=== Actions to take ===
- a) Put this sentence from the passage on the waste of omission into Spanish: "This is but one example of how failure to implement new technology where appropriate concedes an enormous advantage to competitors who do."
- b) Extend the passage on the waste of omission with what comes after its final sentence.

=== Source excerpt ===
Ford (1922) described the waste of omission in a single sentence. "If a device would save in time just 10 per cent. or increase results 10 per cent., then its absence is always a 10 per cent. tax."

Consider, for example, the centuries-old factory operation of machining. Several articles (Society of Manufacturing Engineers) and advertisements (5ME) show how cryogenic machining, which uses liquid nitrogen or carbon dioxide instead of a traditional cutting fluid, (1) increases cutting speeds, (2) increases the life of the cutting tool, and (3) discharges nitrogen or carbon dioxide gas rather than an environmental problem. This is but one example of how failure to implement new technology where appropriate concedes an enormous advantage to competitors who do.

=== Material supplied ===

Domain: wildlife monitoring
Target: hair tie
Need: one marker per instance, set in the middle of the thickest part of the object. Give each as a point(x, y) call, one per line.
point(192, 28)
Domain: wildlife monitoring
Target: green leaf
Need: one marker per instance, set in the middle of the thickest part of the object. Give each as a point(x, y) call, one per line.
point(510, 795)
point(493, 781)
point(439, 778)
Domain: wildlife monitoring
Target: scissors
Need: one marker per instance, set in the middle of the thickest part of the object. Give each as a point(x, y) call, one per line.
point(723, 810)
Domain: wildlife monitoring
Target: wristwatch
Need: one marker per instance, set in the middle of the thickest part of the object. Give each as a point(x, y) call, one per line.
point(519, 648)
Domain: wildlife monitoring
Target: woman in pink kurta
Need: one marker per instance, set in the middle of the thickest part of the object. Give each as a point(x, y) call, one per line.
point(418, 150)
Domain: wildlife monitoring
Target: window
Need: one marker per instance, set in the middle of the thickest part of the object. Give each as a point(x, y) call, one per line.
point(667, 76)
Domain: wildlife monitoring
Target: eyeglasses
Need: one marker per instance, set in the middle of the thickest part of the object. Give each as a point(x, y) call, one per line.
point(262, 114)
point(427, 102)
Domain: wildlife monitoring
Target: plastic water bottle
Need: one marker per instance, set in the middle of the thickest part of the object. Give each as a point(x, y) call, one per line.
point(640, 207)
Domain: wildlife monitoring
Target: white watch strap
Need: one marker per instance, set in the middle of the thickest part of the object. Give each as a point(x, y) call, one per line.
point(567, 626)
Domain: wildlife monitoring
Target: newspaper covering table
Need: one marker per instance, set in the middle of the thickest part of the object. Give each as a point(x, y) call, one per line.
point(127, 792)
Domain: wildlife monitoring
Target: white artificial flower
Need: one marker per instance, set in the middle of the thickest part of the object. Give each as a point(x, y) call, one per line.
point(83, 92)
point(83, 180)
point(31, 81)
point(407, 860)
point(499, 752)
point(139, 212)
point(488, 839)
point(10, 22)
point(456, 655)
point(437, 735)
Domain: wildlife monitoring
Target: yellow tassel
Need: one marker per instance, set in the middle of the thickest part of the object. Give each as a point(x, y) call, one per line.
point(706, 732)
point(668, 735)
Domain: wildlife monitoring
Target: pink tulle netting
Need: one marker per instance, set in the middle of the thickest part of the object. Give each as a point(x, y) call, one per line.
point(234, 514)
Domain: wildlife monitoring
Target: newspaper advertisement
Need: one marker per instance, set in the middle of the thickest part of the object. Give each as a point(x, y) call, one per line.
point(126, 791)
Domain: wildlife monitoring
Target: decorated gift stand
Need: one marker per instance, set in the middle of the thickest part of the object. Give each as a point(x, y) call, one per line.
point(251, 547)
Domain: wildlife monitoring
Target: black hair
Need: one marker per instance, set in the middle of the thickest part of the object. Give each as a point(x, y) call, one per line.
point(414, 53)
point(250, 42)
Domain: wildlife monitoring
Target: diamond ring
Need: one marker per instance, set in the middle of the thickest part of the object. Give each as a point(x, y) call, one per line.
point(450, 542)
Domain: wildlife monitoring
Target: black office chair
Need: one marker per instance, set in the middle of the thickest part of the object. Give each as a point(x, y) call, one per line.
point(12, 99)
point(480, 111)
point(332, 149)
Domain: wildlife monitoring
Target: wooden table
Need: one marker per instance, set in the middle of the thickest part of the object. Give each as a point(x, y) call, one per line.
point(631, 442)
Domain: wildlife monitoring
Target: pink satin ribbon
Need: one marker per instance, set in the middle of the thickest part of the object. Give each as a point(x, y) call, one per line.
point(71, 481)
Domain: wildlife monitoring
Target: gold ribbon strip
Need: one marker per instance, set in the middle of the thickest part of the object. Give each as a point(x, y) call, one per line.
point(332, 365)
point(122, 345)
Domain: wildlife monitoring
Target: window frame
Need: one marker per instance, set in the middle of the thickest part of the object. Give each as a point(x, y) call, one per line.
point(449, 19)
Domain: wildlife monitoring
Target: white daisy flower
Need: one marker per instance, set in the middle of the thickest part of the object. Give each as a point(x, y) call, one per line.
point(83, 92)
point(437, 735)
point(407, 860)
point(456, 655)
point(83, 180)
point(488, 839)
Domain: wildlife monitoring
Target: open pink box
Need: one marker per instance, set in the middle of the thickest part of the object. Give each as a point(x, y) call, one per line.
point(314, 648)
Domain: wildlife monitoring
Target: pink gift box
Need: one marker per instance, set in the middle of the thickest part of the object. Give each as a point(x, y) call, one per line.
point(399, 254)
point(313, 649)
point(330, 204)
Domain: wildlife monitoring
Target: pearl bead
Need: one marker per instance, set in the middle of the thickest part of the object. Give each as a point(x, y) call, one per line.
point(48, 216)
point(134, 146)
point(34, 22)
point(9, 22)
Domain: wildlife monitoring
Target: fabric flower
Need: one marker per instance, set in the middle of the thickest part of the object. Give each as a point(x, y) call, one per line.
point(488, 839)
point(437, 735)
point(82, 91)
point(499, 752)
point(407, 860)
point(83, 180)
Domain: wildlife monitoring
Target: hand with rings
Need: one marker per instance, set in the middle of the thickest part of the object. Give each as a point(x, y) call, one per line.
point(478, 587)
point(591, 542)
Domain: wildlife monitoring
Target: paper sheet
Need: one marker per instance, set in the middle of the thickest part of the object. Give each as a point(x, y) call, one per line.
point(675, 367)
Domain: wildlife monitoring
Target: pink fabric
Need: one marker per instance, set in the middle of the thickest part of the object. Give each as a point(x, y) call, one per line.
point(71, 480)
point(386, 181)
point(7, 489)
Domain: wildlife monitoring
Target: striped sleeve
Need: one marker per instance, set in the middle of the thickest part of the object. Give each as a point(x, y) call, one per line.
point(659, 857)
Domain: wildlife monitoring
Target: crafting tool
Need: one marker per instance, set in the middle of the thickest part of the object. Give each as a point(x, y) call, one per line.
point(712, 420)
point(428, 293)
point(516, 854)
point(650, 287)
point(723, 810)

=== Results of the tasks ===
- a) Este es solo un ejemplo de cómo no implementar nuevas tecnologías cuando corresponde le concede una enorme ventaja a los competidores que sí lo hacen.

- b)
In summary, ISO 9001:2008 focuses primarily on avoidance of poor quality. The ability to grok, or understand thoroughly, all other forms of waste is a prerequisite for the kind of phenomenal growth that the Ford Motor Co. proved possible during the first part of the 20th century.

William A. Levinson, P.E., is the principal of Levinson Productivity Systems, P.C. He is the author of The Expanded and Annotated My Life and Work: Henry Ford's Universal Code for World-Class Success, and numerous other books on quality, management, and productivity.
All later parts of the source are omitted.